• _Required action_
Find all the lines in the entries below that hold the word "marker" and copy them.

──────── Provided records

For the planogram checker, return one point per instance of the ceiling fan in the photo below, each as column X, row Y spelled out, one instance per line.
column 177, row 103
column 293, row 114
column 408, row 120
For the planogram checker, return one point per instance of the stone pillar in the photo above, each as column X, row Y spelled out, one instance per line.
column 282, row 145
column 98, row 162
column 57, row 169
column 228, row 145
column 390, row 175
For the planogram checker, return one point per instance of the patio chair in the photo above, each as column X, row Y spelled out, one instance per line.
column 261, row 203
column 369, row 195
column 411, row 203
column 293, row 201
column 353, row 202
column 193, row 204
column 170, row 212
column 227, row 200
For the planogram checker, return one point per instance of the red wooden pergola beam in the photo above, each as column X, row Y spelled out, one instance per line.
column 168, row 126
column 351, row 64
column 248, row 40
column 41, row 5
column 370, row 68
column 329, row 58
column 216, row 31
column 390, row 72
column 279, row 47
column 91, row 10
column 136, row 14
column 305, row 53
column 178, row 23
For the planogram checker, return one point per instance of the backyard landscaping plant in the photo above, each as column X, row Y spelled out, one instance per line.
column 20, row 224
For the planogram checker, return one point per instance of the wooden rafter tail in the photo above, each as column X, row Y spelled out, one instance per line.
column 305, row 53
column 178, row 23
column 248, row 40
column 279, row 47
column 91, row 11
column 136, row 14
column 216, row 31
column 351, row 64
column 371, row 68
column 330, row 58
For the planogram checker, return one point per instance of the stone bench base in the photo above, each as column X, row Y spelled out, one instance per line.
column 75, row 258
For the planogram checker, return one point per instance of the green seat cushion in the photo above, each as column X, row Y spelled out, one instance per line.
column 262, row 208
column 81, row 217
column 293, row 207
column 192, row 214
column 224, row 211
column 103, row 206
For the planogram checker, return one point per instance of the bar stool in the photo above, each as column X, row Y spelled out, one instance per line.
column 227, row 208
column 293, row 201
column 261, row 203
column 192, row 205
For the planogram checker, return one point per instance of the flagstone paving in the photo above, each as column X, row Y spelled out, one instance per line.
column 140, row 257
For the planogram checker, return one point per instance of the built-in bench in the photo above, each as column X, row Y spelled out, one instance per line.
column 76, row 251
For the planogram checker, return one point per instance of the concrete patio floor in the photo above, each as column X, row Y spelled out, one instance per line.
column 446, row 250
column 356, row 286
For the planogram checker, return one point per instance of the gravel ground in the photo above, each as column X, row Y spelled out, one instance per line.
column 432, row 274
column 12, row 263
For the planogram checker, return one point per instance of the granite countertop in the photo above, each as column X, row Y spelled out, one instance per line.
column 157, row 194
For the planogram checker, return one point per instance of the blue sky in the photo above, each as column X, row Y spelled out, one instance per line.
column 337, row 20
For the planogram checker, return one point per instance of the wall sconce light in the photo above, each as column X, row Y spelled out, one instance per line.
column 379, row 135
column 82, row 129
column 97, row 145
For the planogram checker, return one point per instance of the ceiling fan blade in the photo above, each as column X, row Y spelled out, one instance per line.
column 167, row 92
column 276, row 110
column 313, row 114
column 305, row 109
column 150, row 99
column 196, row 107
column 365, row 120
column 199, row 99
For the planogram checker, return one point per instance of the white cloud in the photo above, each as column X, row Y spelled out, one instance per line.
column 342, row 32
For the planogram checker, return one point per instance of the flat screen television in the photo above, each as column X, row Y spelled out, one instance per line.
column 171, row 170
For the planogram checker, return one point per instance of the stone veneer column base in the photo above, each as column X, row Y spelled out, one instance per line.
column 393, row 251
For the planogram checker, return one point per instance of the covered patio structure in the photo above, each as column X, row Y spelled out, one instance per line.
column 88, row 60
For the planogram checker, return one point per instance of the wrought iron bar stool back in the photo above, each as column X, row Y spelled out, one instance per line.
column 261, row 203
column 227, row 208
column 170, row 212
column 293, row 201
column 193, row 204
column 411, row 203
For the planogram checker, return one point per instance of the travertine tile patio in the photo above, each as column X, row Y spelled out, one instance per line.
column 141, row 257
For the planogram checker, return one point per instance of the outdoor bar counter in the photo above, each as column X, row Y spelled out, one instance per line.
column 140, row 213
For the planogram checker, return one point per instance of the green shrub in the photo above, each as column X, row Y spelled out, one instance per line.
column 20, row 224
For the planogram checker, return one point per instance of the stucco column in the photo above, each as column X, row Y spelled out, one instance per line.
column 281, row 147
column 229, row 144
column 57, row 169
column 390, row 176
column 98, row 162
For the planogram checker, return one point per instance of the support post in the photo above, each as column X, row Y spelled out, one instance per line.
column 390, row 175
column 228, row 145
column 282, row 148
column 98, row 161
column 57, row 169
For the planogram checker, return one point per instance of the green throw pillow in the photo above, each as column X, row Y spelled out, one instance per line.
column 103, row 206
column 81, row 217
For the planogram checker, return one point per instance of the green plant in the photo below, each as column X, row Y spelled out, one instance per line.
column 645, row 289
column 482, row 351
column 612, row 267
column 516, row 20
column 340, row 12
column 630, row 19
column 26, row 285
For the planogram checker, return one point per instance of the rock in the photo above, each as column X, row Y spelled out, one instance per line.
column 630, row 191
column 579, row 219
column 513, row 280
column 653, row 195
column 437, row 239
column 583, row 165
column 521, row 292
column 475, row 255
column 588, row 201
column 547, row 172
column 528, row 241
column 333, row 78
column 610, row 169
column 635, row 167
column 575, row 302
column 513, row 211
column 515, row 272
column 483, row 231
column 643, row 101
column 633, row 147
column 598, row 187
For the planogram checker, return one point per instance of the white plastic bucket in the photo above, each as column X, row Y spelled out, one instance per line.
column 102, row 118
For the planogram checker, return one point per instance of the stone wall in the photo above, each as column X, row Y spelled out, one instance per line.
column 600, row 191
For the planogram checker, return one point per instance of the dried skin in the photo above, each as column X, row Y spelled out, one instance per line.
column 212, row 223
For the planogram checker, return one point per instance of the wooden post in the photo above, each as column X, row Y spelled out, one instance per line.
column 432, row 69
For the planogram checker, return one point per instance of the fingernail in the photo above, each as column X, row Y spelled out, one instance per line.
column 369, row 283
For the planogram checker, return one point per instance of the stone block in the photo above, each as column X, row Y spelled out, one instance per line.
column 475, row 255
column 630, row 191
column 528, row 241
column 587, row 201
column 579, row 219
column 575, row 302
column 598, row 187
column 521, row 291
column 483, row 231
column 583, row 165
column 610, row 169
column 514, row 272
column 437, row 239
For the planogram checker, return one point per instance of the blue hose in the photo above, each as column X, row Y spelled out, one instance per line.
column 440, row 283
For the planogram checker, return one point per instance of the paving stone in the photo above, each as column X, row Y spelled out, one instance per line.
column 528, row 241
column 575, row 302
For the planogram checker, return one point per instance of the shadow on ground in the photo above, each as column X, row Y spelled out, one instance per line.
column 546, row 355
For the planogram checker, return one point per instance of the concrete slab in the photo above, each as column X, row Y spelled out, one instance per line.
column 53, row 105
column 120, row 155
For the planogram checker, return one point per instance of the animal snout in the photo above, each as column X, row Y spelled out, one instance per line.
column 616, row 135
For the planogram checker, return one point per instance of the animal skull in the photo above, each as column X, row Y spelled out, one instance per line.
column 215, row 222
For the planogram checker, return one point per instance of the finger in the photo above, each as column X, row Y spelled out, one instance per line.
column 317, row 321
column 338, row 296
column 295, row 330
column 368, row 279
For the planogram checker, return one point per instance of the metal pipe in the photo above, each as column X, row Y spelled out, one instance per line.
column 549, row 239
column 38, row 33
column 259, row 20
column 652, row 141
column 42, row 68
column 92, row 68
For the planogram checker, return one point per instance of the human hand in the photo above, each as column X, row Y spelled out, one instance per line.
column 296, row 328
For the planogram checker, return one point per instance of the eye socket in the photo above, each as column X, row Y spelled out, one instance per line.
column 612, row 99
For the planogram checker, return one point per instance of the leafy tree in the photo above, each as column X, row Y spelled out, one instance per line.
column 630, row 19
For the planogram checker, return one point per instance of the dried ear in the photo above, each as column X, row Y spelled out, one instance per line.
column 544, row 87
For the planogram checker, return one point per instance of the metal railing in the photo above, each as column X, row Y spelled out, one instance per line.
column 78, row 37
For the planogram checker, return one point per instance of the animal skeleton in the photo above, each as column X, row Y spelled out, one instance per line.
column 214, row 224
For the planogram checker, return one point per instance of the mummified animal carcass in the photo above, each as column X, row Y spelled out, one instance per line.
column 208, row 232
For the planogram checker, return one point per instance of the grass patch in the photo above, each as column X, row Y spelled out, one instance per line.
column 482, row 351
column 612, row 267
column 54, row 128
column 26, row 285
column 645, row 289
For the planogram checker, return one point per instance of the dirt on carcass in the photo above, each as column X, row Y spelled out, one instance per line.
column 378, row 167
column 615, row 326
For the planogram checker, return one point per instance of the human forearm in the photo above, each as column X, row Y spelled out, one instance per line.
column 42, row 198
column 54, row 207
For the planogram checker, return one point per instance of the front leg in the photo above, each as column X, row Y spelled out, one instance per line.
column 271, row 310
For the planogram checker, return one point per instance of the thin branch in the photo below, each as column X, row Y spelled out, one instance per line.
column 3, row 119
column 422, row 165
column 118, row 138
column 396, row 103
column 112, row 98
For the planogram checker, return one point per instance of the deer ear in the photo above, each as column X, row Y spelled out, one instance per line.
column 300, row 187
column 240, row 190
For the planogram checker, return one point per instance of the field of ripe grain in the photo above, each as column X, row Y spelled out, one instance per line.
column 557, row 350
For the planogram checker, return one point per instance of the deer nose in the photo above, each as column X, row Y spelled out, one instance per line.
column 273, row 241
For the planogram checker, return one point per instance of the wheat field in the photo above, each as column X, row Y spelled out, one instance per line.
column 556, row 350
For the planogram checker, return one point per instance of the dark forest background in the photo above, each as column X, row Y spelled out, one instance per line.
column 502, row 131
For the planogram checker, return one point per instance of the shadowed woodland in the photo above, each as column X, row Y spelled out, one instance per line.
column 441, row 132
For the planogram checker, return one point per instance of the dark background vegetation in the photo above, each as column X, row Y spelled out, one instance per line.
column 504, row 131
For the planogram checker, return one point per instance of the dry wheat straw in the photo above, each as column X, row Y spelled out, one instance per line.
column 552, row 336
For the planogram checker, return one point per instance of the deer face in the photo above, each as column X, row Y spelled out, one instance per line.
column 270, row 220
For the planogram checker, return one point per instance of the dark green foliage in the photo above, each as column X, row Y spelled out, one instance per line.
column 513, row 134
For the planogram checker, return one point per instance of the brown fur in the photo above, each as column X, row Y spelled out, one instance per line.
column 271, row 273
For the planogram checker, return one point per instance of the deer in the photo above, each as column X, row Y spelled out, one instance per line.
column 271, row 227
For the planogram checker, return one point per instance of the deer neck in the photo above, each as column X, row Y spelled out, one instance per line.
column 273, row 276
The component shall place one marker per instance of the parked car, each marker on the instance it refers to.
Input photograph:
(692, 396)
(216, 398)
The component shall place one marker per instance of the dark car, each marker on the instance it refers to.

────────────────

• _Task result_
The component shall place one marker per instance of the parked car, each marker on the instance it refers to.
The component shall place one marker per instance of the dark car, each marker on the instance it refers to.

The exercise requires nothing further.